▶ [Extracted entries]
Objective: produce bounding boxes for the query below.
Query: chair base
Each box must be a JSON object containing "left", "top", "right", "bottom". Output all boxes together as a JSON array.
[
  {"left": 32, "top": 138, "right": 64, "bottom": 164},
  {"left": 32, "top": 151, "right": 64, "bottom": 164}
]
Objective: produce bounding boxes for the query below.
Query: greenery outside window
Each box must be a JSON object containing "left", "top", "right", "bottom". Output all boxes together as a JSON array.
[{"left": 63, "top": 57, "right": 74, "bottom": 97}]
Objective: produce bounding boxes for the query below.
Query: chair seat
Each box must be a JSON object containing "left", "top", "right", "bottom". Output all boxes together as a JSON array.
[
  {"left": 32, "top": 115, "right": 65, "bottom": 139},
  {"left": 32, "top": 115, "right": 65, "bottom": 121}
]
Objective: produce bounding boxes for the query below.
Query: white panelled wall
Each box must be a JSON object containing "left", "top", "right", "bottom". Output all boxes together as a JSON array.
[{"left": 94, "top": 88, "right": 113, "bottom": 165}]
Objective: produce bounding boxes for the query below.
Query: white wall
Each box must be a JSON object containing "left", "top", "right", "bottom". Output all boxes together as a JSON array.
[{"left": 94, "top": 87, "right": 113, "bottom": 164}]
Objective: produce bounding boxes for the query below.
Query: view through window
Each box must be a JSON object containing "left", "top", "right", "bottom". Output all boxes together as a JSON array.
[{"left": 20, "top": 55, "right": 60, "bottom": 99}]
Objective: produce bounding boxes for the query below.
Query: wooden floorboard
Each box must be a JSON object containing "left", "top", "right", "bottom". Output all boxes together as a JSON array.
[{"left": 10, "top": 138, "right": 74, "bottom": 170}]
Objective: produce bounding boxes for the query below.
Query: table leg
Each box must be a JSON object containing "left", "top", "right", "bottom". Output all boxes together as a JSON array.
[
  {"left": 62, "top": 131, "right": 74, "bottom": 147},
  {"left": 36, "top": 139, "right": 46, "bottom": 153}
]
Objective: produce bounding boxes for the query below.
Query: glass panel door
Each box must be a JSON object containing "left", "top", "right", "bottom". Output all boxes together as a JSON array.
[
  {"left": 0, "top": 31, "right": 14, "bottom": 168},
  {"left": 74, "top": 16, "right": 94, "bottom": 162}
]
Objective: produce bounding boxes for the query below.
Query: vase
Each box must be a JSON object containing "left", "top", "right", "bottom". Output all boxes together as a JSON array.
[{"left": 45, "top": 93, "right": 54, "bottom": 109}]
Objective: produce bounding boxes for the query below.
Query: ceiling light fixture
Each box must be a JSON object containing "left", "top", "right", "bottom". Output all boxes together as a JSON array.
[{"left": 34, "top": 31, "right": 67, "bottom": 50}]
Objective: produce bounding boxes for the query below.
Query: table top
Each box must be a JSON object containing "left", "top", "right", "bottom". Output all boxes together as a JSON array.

▶ [Your objective] The answer should be an exact reproduction of all the entries.

▶ [Exercise answer]
Objective: produce bounding boxes for the query below.
Query: chair base
Each box must be a JSON object containing "left", "top", "right", "bottom". Output all boxes together as a JSON array.
[
  {"left": 32, "top": 138, "right": 64, "bottom": 164},
  {"left": 32, "top": 151, "right": 64, "bottom": 164}
]
Objective: produce bounding boxes for the query below.
Query: greenery outside window
Each box must be a JSON object containing "left", "top", "right", "bottom". Output all boxes together as a JSON array.
[{"left": 63, "top": 57, "right": 74, "bottom": 97}]
Objective: produce bounding boxes for the query below.
Query: chair seat
Each box must be a JSON object containing "left", "top", "right", "bottom". Output all boxes together as a JSON array.
[
  {"left": 32, "top": 115, "right": 65, "bottom": 139},
  {"left": 32, "top": 115, "right": 65, "bottom": 121}
]
Objective: produce bounding boxes for the query below.
Query: white panelled wall
Each box must be a JSON object containing "left", "top", "right", "bottom". Output all boxes together as a JSON array.
[{"left": 94, "top": 88, "right": 113, "bottom": 165}]
Objective: produce bounding boxes for the query below.
Query: white wall
Each box must be a JSON object containing "left", "top", "right", "bottom". Output all boxes together as a JSON array.
[{"left": 94, "top": 87, "right": 113, "bottom": 164}]
Objective: produce bounding boxes for the query below.
Query: view through window
Each box must be a JSON object containing "left", "top", "right", "bottom". Output all boxes together as a JSON array.
[{"left": 20, "top": 55, "right": 60, "bottom": 99}]
Objective: produce bounding boxes for the query below.
Query: wooden floorboard
Each box must be a JSON object containing "left", "top", "right", "bottom". Output all boxes together as a JSON array.
[{"left": 10, "top": 138, "right": 74, "bottom": 170}]
Objective: produce bounding boxes for the query below.
Query: table leg
Each box must be a JSON object containing "left", "top", "right", "bottom". Output all boxes together as a JSON array.
[
  {"left": 62, "top": 131, "right": 74, "bottom": 147},
  {"left": 36, "top": 139, "right": 46, "bottom": 153}
]
Objective: produce bounding boxes for the query below.
Query: glass panel door
Each box must be a JSON object containing "left", "top", "right", "bottom". Output all boxes together as a JSON array.
[
  {"left": 0, "top": 31, "right": 14, "bottom": 168},
  {"left": 74, "top": 16, "right": 94, "bottom": 162}
]
Objective: produce bounding boxes for the query below.
Query: vase
Each box must be a JSON object containing "left", "top", "right", "bottom". Output all boxes together as a JSON array.
[{"left": 45, "top": 93, "right": 54, "bottom": 109}]
Objective: produce bounding boxes for the query below.
Query: ceiling light fixture
Each box must be a JSON object containing "left", "top", "right", "bottom". Output all boxes together as a JSON array.
[{"left": 34, "top": 31, "right": 67, "bottom": 50}]
Objective: produce bounding boxes for the query below.
Query: table top
Each box must be a JSON object containing "left", "top", "right", "bottom". Output all boxes together as a JSON array.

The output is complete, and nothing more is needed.